_Rows_
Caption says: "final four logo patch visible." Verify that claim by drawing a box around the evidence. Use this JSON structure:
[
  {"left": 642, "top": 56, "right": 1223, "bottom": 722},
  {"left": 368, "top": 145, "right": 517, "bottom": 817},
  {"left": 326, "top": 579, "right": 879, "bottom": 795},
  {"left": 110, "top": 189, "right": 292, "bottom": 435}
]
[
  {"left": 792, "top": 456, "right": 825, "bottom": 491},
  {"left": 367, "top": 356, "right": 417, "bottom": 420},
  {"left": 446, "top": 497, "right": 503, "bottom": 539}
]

_Given instruction_
Render every line of the records above as a JSON list of strings, with one string per line and blank lines omitted.

_Finished exercise_
[
  "Caption says: \"final four logo patch visible.\" Verify that claim by drawing a box around the evidence. Use this JSON structure:",
  "[",
  "  {\"left\": 642, \"top\": 56, \"right\": 1223, \"bottom\": 722},",
  "  {\"left\": 368, \"top\": 145, \"right\": 517, \"bottom\": 817},",
  "  {\"left\": 326, \"top\": 579, \"right\": 879, \"bottom\": 795},",
  "  {\"left\": 110, \"top\": 189, \"right\": 292, \"bottom\": 435}",
  "]",
  "[",
  "  {\"left\": 792, \"top\": 456, \"right\": 825, \"bottom\": 491},",
  "  {\"left\": 367, \"top\": 356, \"right\": 417, \"bottom\": 420},",
  "  {\"left\": 446, \"top\": 497, \"right\": 503, \"bottom\": 539}",
  "]"
]